Aw, Kitty. Justin Ponsor is back this month, and Drew Hennessy hangs in there. Am I crazy? Does John Dell not come back? He doesn’t! Drew Hennessy sees Bags out. I thought really thought Dell was around longer! I thought he started much earlier and I thought he finished Bags’ run. I wonder what happened.


Take that, Nick. Meanwhile, the X-Men, who took a remarkably long time to get to Queens in their supersonic jet, have arrived at Queens in their supersonic jet. They see Aunt May’s damaged house and the people all around, but Storm says SHIELD told them to stay out of this. So the plane’s cloaked and they can’t go down. But Jean picks up some mental chatter that tells her May had a heart attack, so they head to the hospital. The whole X-Men team.

Ok, I had to look it up. Apparently Reed, Sue and Ben are 21 or there abouts, and Johnny is closer to Peter’s age. I woulda sworn they were all teens. But, then, I read those issues exactly once 20 years ago. I’m not so sure 21 ranks a “Dr. Richards” and a “Ms. Storm” (Isn’t she a doctor, too?) from a 15-year old, but whatever.



Nick says that, having seen all Peter’s been through, and continues to go through, and Nick had to be pragmatic, and assumed that there was a very good chance Peter would snap and become “the next big supervillain.” But he didn’t. Peter forces him to admit he was wrong. And, indeed, that he thinks he’s watching the development of “someone really special.” Nick is now off to the FF, and Peter says to tell Reed Richard “thanks but no thanks.” And then May promptly wakes up as soon as Nick is gone.



What a sweet little moment. I kinda hate that Bendis paired it with the X-Business. Maybe it was to create tension or something, but this arc put Peter & May through the ringer and I think they deserve their moment alone. Back in the neighborhood in Queens, Sharon Carter (Now blonde like the regular comics?) is giving the ol’ weather balloon speech, telling everyone what happened wasn’t mutant terrorism, no one in the neighborhood was a target, and that SHIELD is grateful to Spider-Man for his assistance. As she does this, MJ finds her mom, and SHIELD Agent Jimmy Woo is there to give MJ’s mom her own weather balloon speech. But instead of following that, we go to…


They have that hug, and she swings off, as Peter marvels at her “cool. And icky” organic webshooters that make no sense. Then we see sunrise at the Triskelion, where Nick Fury has the Scorpion clone and the Gwen clone in vats. Asked what should be done with them, he tells some science guy to “get to work.” Not ominous at all. But we’re running out of pages, so..


Aw, Kitty.

Nobody could just walk off what MJ went through. But can she still turn into a monster? That would be something, huh? Well, that’s it. The most insane Spider-Man story ever is over. It’s really, truly incredible how well it all came off. I mean, despite the mainline titles pushing way farther than anyone ever had before, I don’t think they could do this. This remains one of the all-time wildest comic book stories I’ve ever read, and the fact that they kept so many plates in the air and stuck the landing is genuinely amazing. And you almost gotta wonder… if you’re Bags… why not leave now? Drop the mic, man, you just drew the craziest thing ever. But he’s still around for some months yet, and we’re on to the next crazy thing.

» PROMPT 1
In one to three sentences, explain why the review objects to Bendis pairing Peter and May's moment together with the X-Men scenes.
» PROMPT 2
Pull out the passage of the review running from "Ok, I had to" to "old, but whatever.", word for word.
The entries that come next are separate material and have no connection to the review.

» DATA UNDER STUDY
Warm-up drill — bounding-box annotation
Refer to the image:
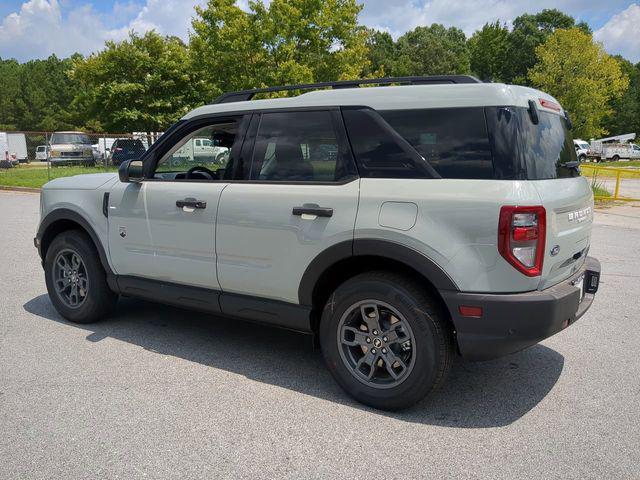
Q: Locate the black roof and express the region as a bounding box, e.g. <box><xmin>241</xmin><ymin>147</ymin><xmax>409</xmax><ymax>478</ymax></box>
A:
<box><xmin>213</xmin><ymin>75</ymin><xmax>481</xmax><ymax>103</ymax></box>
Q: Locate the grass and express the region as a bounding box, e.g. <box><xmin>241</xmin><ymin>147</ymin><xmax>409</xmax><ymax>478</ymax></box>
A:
<box><xmin>581</xmin><ymin>160</ymin><xmax>640</xmax><ymax>179</ymax></box>
<box><xmin>597</xmin><ymin>160</ymin><xmax>640</xmax><ymax>168</ymax></box>
<box><xmin>0</xmin><ymin>165</ymin><xmax>117</xmax><ymax>188</ymax></box>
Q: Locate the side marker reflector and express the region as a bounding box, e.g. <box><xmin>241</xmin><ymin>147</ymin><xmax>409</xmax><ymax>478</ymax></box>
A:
<box><xmin>458</xmin><ymin>305</ymin><xmax>482</xmax><ymax>318</ymax></box>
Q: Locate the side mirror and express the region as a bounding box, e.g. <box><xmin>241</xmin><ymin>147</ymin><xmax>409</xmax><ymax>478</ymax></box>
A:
<box><xmin>118</xmin><ymin>160</ymin><xmax>144</xmax><ymax>183</ymax></box>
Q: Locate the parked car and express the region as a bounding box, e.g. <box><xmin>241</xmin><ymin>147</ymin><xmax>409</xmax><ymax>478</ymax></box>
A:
<box><xmin>589</xmin><ymin>133</ymin><xmax>640</xmax><ymax>162</ymax></box>
<box><xmin>7</xmin><ymin>133</ymin><xmax>29</xmax><ymax>163</ymax></box>
<box><xmin>36</xmin><ymin>145</ymin><xmax>47</xmax><ymax>162</ymax></box>
<box><xmin>49</xmin><ymin>132</ymin><xmax>96</xmax><ymax>167</ymax></box>
<box><xmin>109</xmin><ymin>138</ymin><xmax>146</xmax><ymax>165</ymax></box>
<box><xmin>173</xmin><ymin>137</ymin><xmax>229</xmax><ymax>166</ymax></box>
<box><xmin>35</xmin><ymin>76</ymin><xmax>600</xmax><ymax>409</ymax></box>
<box><xmin>573</xmin><ymin>138</ymin><xmax>591</xmax><ymax>162</ymax></box>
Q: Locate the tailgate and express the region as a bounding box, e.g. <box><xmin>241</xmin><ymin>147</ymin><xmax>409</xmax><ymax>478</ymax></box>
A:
<box><xmin>532</xmin><ymin>177</ymin><xmax>593</xmax><ymax>290</ymax></box>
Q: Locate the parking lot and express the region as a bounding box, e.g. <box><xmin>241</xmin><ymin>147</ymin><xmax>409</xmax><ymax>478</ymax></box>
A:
<box><xmin>0</xmin><ymin>192</ymin><xmax>640</xmax><ymax>479</ymax></box>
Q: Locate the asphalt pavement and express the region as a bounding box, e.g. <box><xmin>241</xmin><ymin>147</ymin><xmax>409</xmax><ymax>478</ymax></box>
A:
<box><xmin>0</xmin><ymin>192</ymin><xmax>640</xmax><ymax>479</ymax></box>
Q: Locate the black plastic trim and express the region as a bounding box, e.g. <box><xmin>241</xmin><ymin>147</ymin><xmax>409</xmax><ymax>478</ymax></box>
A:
<box><xmin>36</xmin><ymin>208</ymin><xmax>117</xmax><ymax>291</ymax></box>
<box><xmin>102</xmin><ymin>192</ymin><xmax>109</xmax><ymax>217</ymax></box>
<box><xmin>353</xmin><ymin>238</ymin><xmax>458</xmax><ymax>291</ymax></box>
<box><xmin>220</xmin><ymin>292</ymin><xmax>311</xmax><ymax>333</ymax></box>
<box><xmin>117</xmin><ymin>275</ymin><xmax>220</xmax><ymax>313</ymax></box>
<box><xmin>213</xmin><ymin>75</ymin><xmax>481</xmax><ymax>103</ymax></box>
<box><xmin>440</xmin><ymin>257</ymin><xmax>600</xmax><ymax>360</ymax></box>
<box><xmin>117</xmin><ymin>275</ymin><xmax>311</xmax><ymax>333</ymax></box>
<box><xmin>298</xmin><ymin>239</ymin><xmax>458</xmax><ymax>305</ymax></box>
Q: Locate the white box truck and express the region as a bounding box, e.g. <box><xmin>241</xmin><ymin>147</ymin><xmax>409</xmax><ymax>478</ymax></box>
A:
<box><xmin>7</xmin><ymin>133</ymin><xmax>29</xmax><ymax>163</ymax></box>
<box><xmin>589</xmin><ymin>133</ymin><xmax>640</xmax><ymax>162</ymax></box>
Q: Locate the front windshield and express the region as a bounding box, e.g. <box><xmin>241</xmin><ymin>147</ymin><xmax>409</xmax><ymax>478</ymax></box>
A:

» ANSWER SECTION 1
The review says the arc put Peter and May through a great deal, so they deserve their moment alone. It allows that the pairing may have been meant to create tension.

» ANSWER SECTION 2
Ok, I had to look it up. Apparently Reed, Sue and Ben are 21 or there abouts, and Johnny is closer to Peter’s age. I woulda sworn they were all teens. But, then, I read those issues exactly once 20 years ago. I’m not so sure 21 ranks a “Dr. Richards” and a “Ms. Storm” (Isn’t she a doctor, too?) from a 15-year old, but whatever.